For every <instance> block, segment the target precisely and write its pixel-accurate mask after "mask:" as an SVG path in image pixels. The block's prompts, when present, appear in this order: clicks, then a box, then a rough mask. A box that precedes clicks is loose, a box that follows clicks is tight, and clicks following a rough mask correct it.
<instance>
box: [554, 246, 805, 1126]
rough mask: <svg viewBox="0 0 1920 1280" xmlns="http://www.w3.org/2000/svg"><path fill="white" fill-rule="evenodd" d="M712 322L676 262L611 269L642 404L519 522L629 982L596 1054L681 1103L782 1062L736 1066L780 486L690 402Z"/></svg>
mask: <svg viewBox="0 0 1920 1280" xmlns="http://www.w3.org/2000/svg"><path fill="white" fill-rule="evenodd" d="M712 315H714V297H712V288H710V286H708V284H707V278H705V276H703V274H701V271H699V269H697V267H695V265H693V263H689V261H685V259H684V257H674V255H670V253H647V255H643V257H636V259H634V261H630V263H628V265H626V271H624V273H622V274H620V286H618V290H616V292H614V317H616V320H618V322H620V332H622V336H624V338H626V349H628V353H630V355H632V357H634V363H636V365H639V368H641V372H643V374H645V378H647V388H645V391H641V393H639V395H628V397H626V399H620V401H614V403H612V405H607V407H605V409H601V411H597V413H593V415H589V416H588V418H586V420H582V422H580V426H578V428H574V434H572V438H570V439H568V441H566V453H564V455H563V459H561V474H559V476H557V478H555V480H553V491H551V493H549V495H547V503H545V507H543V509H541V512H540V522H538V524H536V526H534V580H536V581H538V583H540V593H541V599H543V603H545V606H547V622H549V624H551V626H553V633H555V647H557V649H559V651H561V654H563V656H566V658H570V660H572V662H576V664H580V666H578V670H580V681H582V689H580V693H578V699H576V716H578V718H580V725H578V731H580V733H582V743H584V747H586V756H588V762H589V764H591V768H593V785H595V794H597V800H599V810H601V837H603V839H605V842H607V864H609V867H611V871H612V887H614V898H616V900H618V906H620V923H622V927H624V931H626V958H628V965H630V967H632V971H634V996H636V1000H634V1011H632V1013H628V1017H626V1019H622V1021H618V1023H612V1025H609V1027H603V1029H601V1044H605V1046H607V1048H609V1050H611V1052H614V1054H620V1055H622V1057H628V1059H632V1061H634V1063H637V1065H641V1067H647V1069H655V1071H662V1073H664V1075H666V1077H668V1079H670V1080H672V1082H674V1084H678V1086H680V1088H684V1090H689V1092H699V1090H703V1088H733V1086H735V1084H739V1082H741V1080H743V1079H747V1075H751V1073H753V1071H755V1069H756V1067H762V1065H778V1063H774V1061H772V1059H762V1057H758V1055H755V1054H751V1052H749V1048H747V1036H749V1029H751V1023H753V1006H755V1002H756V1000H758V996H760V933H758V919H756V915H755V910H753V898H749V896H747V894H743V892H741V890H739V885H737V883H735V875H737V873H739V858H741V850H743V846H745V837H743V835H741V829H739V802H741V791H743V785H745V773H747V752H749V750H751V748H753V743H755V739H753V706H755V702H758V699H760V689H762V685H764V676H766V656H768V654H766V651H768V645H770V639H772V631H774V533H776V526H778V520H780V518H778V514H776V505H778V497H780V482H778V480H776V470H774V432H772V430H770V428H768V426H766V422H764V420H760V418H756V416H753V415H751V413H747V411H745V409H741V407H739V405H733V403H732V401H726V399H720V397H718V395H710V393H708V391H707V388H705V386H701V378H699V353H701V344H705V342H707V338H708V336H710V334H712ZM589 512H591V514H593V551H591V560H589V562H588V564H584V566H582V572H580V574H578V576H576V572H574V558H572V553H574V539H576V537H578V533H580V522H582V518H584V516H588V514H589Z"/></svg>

== Problem to work on ==
Filter the data down to the lines that contain the string "instance", and copy them.

== Exercise answer ==
For every <instance> block, segment the target precisely and write its pixel-accurate mask after "mask:" as an SVG path in image pixels. The block's prompts, when present, appear in this order: clicks, then a box, then a rough mask. A box that precedes clicks is loose, a box that follows clicks is tight, and clicks following a rough mask correct it.
<instance>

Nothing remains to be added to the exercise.